* Exercise goal *
Carry on the passage below about Chagas disease, picking up right after its last sentence.

American trypanosomiasis, commonly called Chagas disease (CD), was prevalent once in rural areas of Latin America where poverty is widespread and was considered a silent and poorly visible disease (1). It has become a global neglected tropical disease and a significant public health threat worldwide due to globalization over last century. More recently, it has attracted much more attention, and “April 14” has been designated as “World Chagas Disease Day” by the World Health Assembly of 2019 to raise awareness of the disease as a neglected tropical disease, to improve the rates of early treatment and recovery, and to achieve the ambitious goal to interrupt its transmission (2).
CD was named after the Brazilian physician Carlos Ribeiro Justiniano Chagas, who discovered the first patient on April 14, 1909 (3). The disease is an anthropozoonosis caused by the protozoan parasite Trypanosoma cruzi, which belongs to the order Kinetoplastida, family Trypanosomatidae. It affects about 6–8 million people worldwide and causes approximately 50,000 deaths per year, and nearly 100 million people are living in areas at risk of infection worldwide (1, 4). In the endemic areas of 21 Latin American countries, CD is mainly transmitted by vector triatomine bugs through the bite of the bugs (trypanosome in feces or urine to infect hosts by wound or mucous membrane), but a few other transmission routes are also possible such as oral transmission by food contaminated with triatomine bugs feces or urine (5-6). In recent decades, more cases of CD have been reported in several non-endemic countries such as Canada, the United States, Australia, New Zealand, Spain, Italy, France, United Kingdom, Switzerland, Japan, etc., due to growing population movement (7-9). It has been documented that in non-endemic areas CD is mainly transmitted by blood transfusion, organ transplant, mother and infant congenital transmission, laboratory accidents, and other transmission routes (6).

* Records supplied *
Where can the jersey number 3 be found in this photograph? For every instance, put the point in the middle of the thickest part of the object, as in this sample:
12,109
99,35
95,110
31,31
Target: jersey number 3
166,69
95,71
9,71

* Task output *
CD, caused by human infected with T. cruzi, has two successive phases. First, the acute phase is characterized by a high-grade parasitemia after the primary infection, but 95% of cases are asymptomatic. Only 5% of cases are symptomatic with prolonged fever, headache, myalgia, lymphadenitis, hepatomegaly, and splenomegaly manifestations (10). Possibly 60%–70% of infected individuals will never develop signs or symptoms in all life, characterizing the indeterminate form (10). Second, the remaining 30%–40% infections may progress to the chronic phase with Chagas heart disease (CHD) or gastrointestinal tract after 10–30 years, which can only be cured by surgery or organ transplantation, and the drugs for CD, including benznidazole or nifurtimox, are no longer effective in this stage (11). The diagnosis of human CD is difficult because most cases are asymptomatic. Although it is possible to determine the presence of parasites in the peripheral blood by parasitological tests in the acute phase, only 1%–2% of the infected individuals are recognized (1). Furthermore, the chronic phase needs confirmation by at least two serological tests based on different principles in order to detect anti-T. cruzi IgG antibodies (1). Many patients are often diagnosed in late stages of the disease, which causes chronic morbidities, high disabilities and mortalities.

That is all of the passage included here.